Source:
+++++

Aubrey Shea Peeples (born November 27, 1993) is an American actress and singer. She is known for her role as Layla Grant in the ABC drama series Nashville. She can be seen in the upcoming series Unconventional by show-runner Kit Williamson as Margot, a bipolar woman coming to terms with her mental health. She also led Carrie Brownstein's pilot Search & Destroy for Hulu based on her band Sleater-Kinney. Peeples played the lead role in the musical fantasy film Jem and the Holograms (2015). Her writing and directorial debut Decadeless premiered at the Portland Oregon Women's Film Festival in 2019.

Early life 
Aubrey Shea Peeples was born and raised in Lake Mary, Florida, by parents Wendy and Ashley, and has a younger sister named Ally. Growing up, Peeples performed with the Orlando Repertory Theatre for ten years. She graduated from Lake Mary Preparatory School, where she was valedictorian of the class of 2012. Peeples was accepted to Harvard University but deferred entry twice, the second time to accept her role on Nashville.

Career 
Peeples has guest-starred in Drop Dead Diva, Burn Notice, Austin & Ally, Grey's Anatomy, and she had a recurring role on Necessary Roughness. She has also appeared in the made-for-television movies Ace Ventura Jr.: Pet Detective, The Good Mother and Sharknado.

+++++

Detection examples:
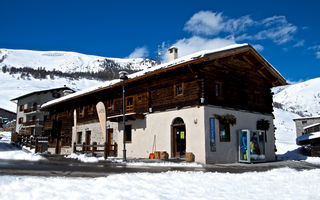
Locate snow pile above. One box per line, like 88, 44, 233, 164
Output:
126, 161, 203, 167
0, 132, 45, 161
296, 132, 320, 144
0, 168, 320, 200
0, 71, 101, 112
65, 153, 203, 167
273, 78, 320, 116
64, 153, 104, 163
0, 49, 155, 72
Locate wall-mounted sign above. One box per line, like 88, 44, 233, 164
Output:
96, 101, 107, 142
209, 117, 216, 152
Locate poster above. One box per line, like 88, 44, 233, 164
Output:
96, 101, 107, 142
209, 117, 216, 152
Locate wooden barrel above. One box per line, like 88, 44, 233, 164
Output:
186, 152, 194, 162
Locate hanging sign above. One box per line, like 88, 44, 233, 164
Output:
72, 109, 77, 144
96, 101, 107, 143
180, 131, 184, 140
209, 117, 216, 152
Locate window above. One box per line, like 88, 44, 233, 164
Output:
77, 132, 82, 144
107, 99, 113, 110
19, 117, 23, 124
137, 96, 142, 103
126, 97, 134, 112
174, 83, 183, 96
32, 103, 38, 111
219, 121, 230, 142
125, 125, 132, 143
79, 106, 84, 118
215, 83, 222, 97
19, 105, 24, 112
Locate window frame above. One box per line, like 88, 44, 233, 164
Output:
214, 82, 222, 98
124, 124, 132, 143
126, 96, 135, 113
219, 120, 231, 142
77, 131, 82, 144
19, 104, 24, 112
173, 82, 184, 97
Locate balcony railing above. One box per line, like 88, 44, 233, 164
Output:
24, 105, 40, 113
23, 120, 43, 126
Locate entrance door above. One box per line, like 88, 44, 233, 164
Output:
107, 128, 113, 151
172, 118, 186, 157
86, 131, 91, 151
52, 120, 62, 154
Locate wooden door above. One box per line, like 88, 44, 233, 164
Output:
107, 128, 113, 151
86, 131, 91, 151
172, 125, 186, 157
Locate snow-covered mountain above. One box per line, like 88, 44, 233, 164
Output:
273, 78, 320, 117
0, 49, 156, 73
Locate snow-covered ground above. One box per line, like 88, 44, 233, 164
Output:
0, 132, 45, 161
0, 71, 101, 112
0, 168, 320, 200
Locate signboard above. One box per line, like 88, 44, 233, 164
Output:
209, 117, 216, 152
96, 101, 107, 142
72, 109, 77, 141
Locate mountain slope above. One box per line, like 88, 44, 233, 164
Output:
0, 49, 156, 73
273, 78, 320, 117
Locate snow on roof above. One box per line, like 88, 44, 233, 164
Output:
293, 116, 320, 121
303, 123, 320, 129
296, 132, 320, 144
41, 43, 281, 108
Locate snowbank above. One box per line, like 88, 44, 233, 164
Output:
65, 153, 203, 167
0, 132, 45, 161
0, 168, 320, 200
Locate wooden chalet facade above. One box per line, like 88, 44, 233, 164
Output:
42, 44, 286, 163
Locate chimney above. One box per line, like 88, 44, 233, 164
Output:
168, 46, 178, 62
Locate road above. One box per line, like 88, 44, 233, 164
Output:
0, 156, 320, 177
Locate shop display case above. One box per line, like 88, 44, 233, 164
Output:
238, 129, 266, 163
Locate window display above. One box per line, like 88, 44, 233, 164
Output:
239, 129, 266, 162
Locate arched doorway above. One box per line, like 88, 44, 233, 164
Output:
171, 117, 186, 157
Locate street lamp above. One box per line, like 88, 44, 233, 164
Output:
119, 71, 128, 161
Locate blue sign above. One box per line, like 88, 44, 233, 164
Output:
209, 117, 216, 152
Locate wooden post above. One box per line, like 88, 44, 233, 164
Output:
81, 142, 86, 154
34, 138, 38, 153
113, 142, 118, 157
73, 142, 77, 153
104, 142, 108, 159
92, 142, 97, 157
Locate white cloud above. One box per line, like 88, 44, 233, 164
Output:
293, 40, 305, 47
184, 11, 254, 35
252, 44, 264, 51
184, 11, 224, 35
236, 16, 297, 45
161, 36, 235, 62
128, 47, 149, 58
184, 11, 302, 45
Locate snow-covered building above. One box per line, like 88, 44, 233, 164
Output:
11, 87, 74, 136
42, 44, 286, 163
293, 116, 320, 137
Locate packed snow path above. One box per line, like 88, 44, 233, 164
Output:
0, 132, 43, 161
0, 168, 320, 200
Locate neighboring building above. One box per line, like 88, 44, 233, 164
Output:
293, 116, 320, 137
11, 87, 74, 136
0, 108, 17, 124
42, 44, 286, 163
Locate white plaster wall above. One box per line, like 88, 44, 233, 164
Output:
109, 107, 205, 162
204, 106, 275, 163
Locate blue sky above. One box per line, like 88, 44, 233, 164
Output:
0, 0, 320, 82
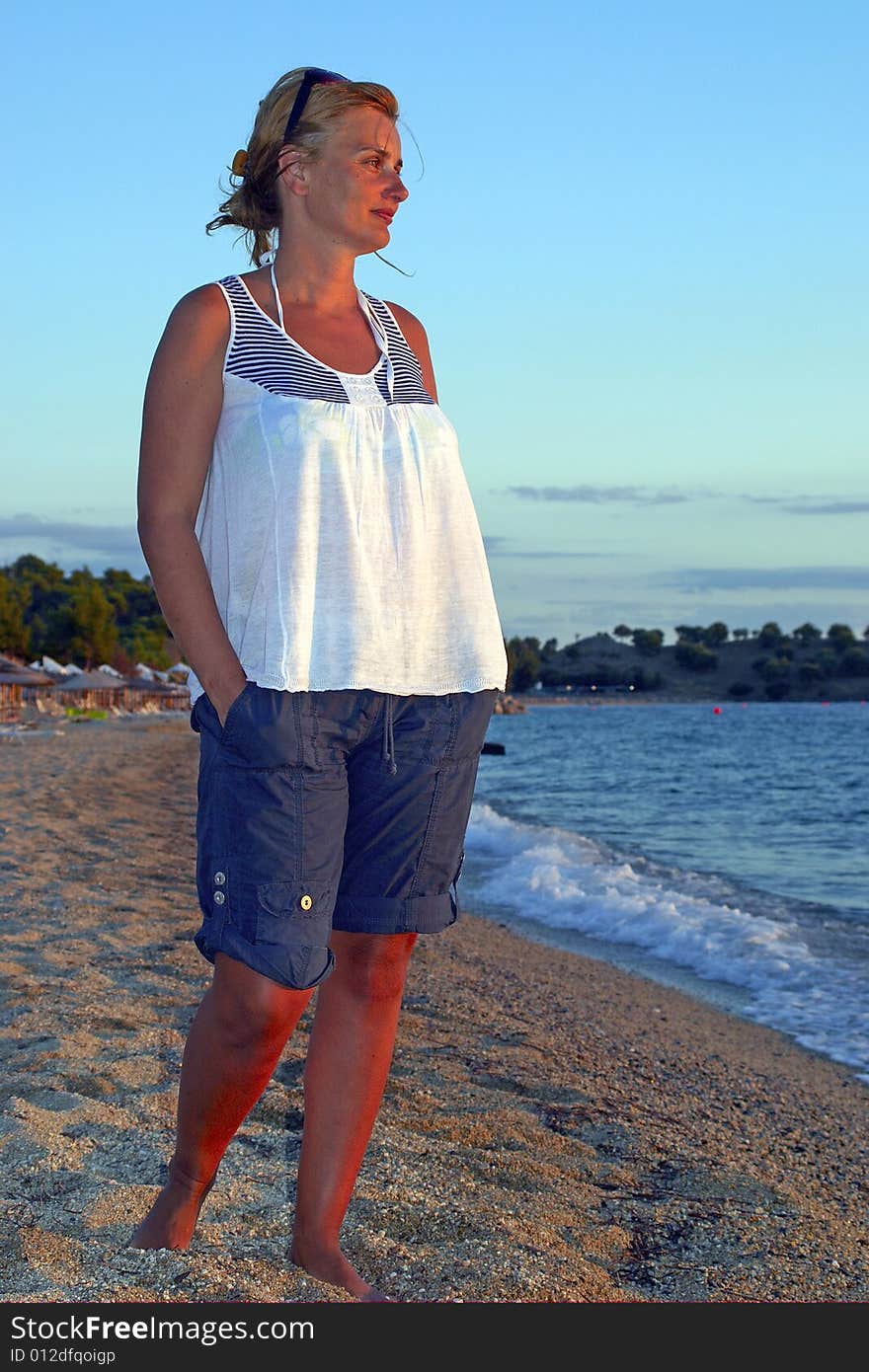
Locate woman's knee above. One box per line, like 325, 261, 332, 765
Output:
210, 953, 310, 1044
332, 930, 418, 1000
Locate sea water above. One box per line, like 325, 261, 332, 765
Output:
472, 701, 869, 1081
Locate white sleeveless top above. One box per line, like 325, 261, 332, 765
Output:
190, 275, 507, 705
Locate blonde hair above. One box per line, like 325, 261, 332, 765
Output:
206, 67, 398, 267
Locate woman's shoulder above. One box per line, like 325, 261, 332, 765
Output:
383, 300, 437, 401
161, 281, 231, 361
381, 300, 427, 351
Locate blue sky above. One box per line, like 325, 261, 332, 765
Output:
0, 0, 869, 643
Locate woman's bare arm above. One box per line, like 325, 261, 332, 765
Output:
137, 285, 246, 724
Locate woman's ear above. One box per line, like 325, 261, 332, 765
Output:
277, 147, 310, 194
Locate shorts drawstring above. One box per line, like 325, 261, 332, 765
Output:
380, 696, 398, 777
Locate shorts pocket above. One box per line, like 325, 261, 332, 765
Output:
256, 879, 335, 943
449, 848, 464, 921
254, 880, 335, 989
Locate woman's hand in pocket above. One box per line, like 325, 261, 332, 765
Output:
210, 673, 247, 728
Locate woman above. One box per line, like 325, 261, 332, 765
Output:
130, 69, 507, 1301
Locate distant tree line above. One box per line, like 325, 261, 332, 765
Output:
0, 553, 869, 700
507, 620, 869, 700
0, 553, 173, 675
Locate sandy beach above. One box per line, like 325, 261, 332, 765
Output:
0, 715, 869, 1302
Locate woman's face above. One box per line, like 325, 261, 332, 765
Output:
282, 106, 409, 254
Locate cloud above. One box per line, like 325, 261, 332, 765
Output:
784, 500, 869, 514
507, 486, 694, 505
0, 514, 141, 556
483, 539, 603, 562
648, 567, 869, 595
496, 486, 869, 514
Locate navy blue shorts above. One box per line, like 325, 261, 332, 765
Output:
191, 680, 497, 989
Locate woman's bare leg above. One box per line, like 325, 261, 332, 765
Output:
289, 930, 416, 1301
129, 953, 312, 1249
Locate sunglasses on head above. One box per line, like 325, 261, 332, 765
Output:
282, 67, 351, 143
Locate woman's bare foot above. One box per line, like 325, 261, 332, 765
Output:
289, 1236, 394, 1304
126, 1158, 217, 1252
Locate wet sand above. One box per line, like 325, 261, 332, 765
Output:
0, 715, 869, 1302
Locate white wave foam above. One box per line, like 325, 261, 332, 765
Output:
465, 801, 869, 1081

+++++

Exercise details: Pick up the biography of Aubrey Peeples after its last sentence and keep writing it. The listing was taken from a separate source.

Task result:
She was cast in a major recurring role, playing Layla Grant, a runner-up in a reality singing competition and rising country star, in the second season of the ABC drama series Nashville. She was later promoted to regular status for Nashvilles fourth season. However, Peeples did not return for the show's fifth season when Nashville moved to CMT.

In 2014, Peeples was cast as lead character in the romantic musical fantasy comedy-drama film Jem and the Holograms, based on the 1980s television show of the same name. The same year Peeples co-starred in the crime thriller Rage opposite Nicolas Cage. In September 2014, Peeples was named one of the best actors under the age of twenty by Indiewire.

In 2019, Peeples opened up about having bipolar disorder in an interview with NKD Magazine.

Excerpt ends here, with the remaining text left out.